▶ [TASK TO CARRY OUT]: Pictures aside, write out every record exactly as it appears.

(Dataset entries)
=== Begin Enclosure ===
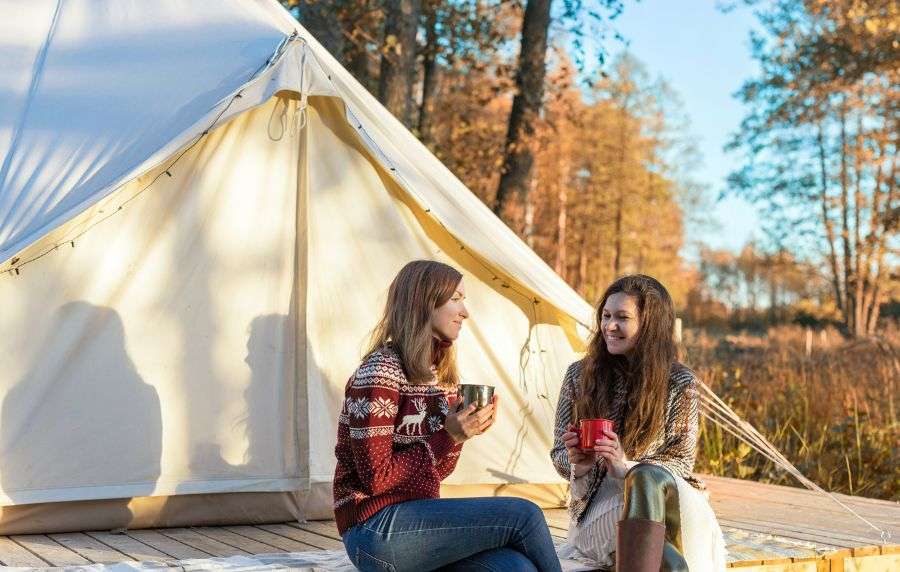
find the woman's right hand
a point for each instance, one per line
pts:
(466, 423)
(581, 462)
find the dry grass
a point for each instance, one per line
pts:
(832, 413)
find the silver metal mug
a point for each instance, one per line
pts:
(470, 393)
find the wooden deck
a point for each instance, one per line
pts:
(767, 528)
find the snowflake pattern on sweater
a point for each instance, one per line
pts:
(391, 445)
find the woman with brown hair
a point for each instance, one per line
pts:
(399, 437)
(633, 499)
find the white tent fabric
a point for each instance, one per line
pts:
(183, 305)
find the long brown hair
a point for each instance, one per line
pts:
(419, 288)
(647, 371)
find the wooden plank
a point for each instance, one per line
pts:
(232, 539)
(793, 536)
(11, 554)
(771, 496)
(827, 536)
(49, 550)
(800, 514)
(323, 527)
(167, 545)
(266, 537)
(304, 536)
(127, 545)
(90, 548)
(199, 541)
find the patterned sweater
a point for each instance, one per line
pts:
(392, 446)
(675, 447)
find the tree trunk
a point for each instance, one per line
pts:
(358, 62)
(620, 196)
(858, 205)
(582, 261)
(561, 217)
(886, 229)
(398, 58)
(526, 106)
(829, 226)
(850, 311)
(430, 71)
(320, 18)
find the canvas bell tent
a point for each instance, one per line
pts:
(200, 213)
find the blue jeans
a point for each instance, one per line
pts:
(458, 535)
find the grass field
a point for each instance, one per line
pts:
(831, 412)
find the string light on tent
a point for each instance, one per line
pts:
(15, 268)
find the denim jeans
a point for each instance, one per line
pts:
(458, 535)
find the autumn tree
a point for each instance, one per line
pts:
(820, 141)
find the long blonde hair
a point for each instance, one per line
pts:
(419, 288)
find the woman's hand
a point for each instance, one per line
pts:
(465, 424)
(611, 450)
(581, 461)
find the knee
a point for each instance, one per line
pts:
(645, 474)
(519, 562)
(526, 510)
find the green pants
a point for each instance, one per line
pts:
(652, 494)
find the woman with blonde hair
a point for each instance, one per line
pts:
(399, 437)
(634, 501)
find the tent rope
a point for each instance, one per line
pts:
(712, 406)
(715, 409)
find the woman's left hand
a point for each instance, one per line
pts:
(611, 450)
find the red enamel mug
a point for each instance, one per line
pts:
(589, 430)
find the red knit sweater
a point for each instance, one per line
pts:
(392, 446)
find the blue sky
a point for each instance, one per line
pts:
(704, 55)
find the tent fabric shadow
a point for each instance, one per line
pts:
(81, 403)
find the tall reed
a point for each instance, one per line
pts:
(832, 412)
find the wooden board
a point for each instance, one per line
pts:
(127, 545)
(12, 554)
(201, 542)
(248, 545)
(283, 543)
(49, 550)
(767, 528)
(167, 545)
(324, 527)
(90, 548)
(304, 536)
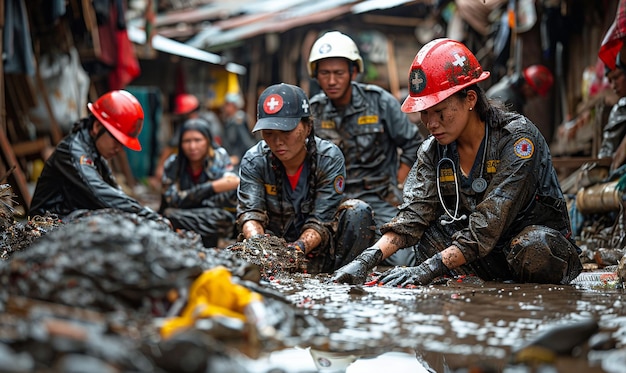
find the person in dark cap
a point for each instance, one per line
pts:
(292, 185)
(199, 185)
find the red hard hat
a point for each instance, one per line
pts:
(121, 114)
(539, 78)
(185, 103)
(441, 68)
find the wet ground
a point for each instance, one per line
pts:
(454, 326)
(459, 327)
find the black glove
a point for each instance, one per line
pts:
(423, 274)
(356, 271)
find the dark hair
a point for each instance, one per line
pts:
(279, 169)
(483, 104)
(194, 124)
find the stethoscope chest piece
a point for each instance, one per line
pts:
(479, 185)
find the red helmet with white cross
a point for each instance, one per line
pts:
(441, 68)
(121, 114)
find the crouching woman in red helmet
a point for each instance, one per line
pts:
(483, 197)
(77, 175)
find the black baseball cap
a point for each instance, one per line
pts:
(280, 107)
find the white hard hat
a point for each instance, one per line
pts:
(333, 44)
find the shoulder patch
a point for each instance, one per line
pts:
(270, 189)
(339, 184)
(328, 124)
(86, 161)
(524, 148)
(367, 119)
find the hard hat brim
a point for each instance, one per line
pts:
(414, 104)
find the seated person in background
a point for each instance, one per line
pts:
(515, 90)
(614, 131)
(186, 106)
(77, 175)
(292, 186)
(199, 185)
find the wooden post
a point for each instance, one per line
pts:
(7, 151)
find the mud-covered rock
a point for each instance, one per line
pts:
(270, 254)
(110, 260)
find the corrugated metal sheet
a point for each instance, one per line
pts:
(174, 47)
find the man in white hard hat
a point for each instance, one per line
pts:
(377, 139)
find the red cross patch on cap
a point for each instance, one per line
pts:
(273, 103)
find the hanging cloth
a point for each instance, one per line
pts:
(614, 38)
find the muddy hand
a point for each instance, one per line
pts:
(423, 274)
(356, 271)
(296, 246)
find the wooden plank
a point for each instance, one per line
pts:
(26, 148)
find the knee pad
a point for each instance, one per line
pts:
(543, 255)
(356, 209)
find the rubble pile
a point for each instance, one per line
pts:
(93, 293)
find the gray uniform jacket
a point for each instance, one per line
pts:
(284, 212)
(522, 190)
(615, 129)
(369, 132)
(76, 177)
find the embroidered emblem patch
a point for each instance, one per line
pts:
(270, 189)
(524, 148)
(492, 166)
(273, 103)
(86, 160)
(339, 184)
(328, 124)
(325, 48)
(367, 119)
(417, 81)
(446, 175)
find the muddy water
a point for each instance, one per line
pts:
(457, 326)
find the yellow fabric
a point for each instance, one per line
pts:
(211, 294)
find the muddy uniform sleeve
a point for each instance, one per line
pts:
(92, 183)
(510, 191)
(251, 193)
(614, 130)
(330, 179)
(405, 134)
(420, 198)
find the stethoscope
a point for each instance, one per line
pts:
(479, 184)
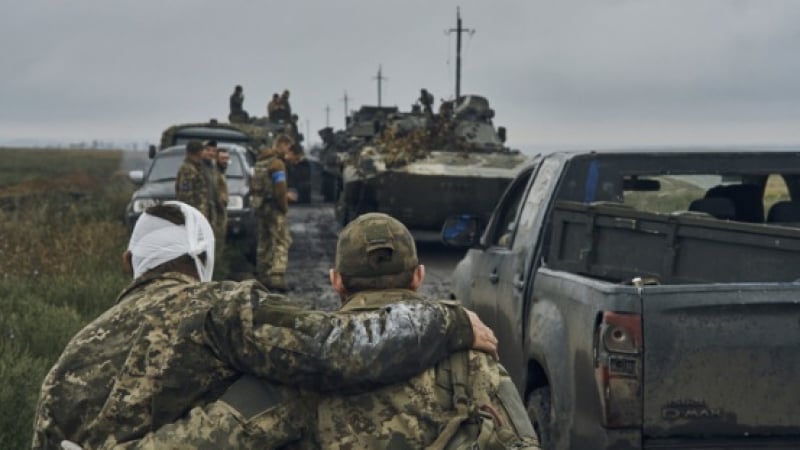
=== End Enclosure ===
▶ [REPLY TO THE TASK]:
find the woman's right hand
a point for each instance, one per line
pts:
(466, 423)
(581, 462)
find the dry grass
a point for each instance, one per line
pts:
(832, 413)
find the silver metal mug
a point for each instance, one per line
pts:
(470, 393)
find the wooden deck
a point for each instance, one per line
pts:
(767, 528)
find the snowflake pattern on sweater
a point for each instance, one per line
pts:
(391, 445)
find the woman with brown hair
a point for each instance, one per line
pts:
(399, 437)
(633, 499)
find the white tent fabric
a point for each instance, one per line
pts:
(183, 305)
find the long brown hair
a point for each instance, one per line
pts:
(419, 288)
(647, 371)
find the wooden plank
a point for each instance, one per line
pts:
(232, 539)
(793, 536)
(11, 554)
(771, 496)
(827, 536)
(49, 550)
(800, 514)
(323, 527)
(167, 545)
(266, 537)
(304, 536)
(127, 545)
(90, 548)
(199, 541)
find the patterned sweater
a point for each instance, one per line
pts:
(392, 446)
(675, 447)
find the tree trunk
a point for each instance, one per line
pts:
(358, 62)
(620, 196)
(858, 205)
(582, 261)
(561, 217)
(886, 229)
(398, 58)
(526, 106)
(829, 226)
(850, 311)
(430, 71)
(320, 18)
find the canvas bell tent
a point for each instance, one per line
pts:
(200, 213)
find the blue jeans
a point for each instance, one per line
pts:
(458, 535)
find the grass field
a point for each instance, one per line
pts:
(831, 412)
find the string light on tent
a point for each instance, one per line
pts:
(15, 268)
find the denim jeans
a point for each instance, one per line
pts:
(458, 535)
find the autumn tree
a point for each instance, one per line
pts:
(820, 141)
find the long blonde hair
a point for each instance, one per line
pts:
(419, 288)
find the woman's hand
a point for each instance, one per line
pts:
(465, 424)
(611, 450)
(581, 461)
find the knee
a point for each instance, one per line
pts:
(645, 474)
(519, 562)
(526, 510)
find the green pants
a point for each instance, one per line
pts:
(652, 494)
find the woman with blonde hair
a point for each instance, one per line
pts:
(399, 437)
(634, 501)
find the tent rope
a point for each instance, one per line
pts:
(712, 406)
(715, 409)
find the woman's left hand
a point for each instance, one per line
pts:
(611, 450)
find the red enamel mug
a point for each instance, one per line
pts:
(589, 430)
find the red knit sweater
a point for each instance, one per line
pts:
(392, 446)
find the blue sky
a point for each instance, one per line
pts:
(704, 55)
find the tent fabric shadow
a point for each instance, one per line
pts:
(81, 403)
find the tall reed
a point for each instance, one per line
pts:
(832, 412)
find the wooden board
a point for each instance, one per line
pts:
(127, 545)
(12, 554)
(201, 542)
(248, 545)
(283, 543)
(49, 550)
(767, 528)
(167, 545)
(324, 527)
(90, 548)
(304, 536)
find the person in dark cap
a point for each instance, one per line
pts:
(292, 185)
(199, 185)
find the red hard hat
a point for each instance, one per line
pts:
(121, 114)
(539, 78)
(185, 103)
(441, 68)
find the wet ground
a point for each instance, one per line
pts:
(454, 326)
(459, 327)
find the black glove
a point for each instance, one per line
pts:
(423, 274)
(356, 271)
find the dark hair
a point for each instance, one per line
pts:
(279, 169)
(483, 104)
(194, 124)
find the stethoscope chest piece
a point for each instance, one per line
pts:
(479, 185)
find the red helmet with white cross
a point for each instance, one per line
pts:
(441, 68)
(121, 114)
find the crouching woman in red helmet
a point for each instance, one per line
pts:
(483, 197)
(77, 175)
find the black baseball cap
a point for each instance, one per line
pts:
(280, 107)
find the white hard hat
a point for each instance, one per line
pts:
(333, 44)
find the shoulder patch
a point for each instance, one per line
pts:
(270, 189)
(339, 184)
(328, 124)
(86, 161)
(524, 148)
(367, 119)
find the hard hat brim
a point for each instance, one per line
pts:
(414, 104)
find the seated person in background
a point for each instance, one per line
pts:
(515, 90)
(614, 131)
(186, 106)
(77, 175)
(292, 186)
(199, 185)
find the wooden post
a point for each instance, one per line
pts:
(7, 151)
find the mud-covered rock
a point for each instance, one per line
pts:
(270, 254)
(110, 260)
find the corrugated metal sheet
a point for each instance, one per line
pts:
(174, 47)
find the man in white hard hat
a point for each instance, one per line
pts:
(377, 139)
find the red cross patch on cap
a point for each instance, one per line
pts:
(273, 103)
find the hanging cloth
a point for each instance, one per line
pts:
(614, 38)
find the muddy hand
a point for each instance, one per line
pts:
(423, 274)
(356, 271)
(296, 246)
find the wooden plank
a point for each instance, one per line
pts:
(26, 148)
find the knee pad
a point for each instance, one per line
pts:
(543, 255)
(356, 209)
find the rubble pile
a point for each instance, one per line
pts:
(93, 293)
find the gray uniform jacket
a point for each instance, one per line
pts:
(284, 212)
(522, 190)
(615, 129)
(369, 132)
(76, 177)
find the embroidered emblem patch
a point for each instance, one per line
pts:
(270, 189)
(524, 148)
(492, 166)
(273, 103)
(86, 160)
(339, 184)
(328, 124)
(325, 48)
(367, 119)
(417, 81)
(446, 175)
find the muddy water
a point for each instance, one per line
pts:
(457, 326)
find the yellow fabric
a point for each instance, one per line
pts:
(211, 294)
find the muddy uniform sleeve
a point for each instance, one per line
pts:
(92, 183)
(510, 191)
(251, 193)
(614, 130)
(330, 179)
(405, 134)
(420, 198)
find the stethoscope
a point for each instance, one per line
pts:
(479, 184)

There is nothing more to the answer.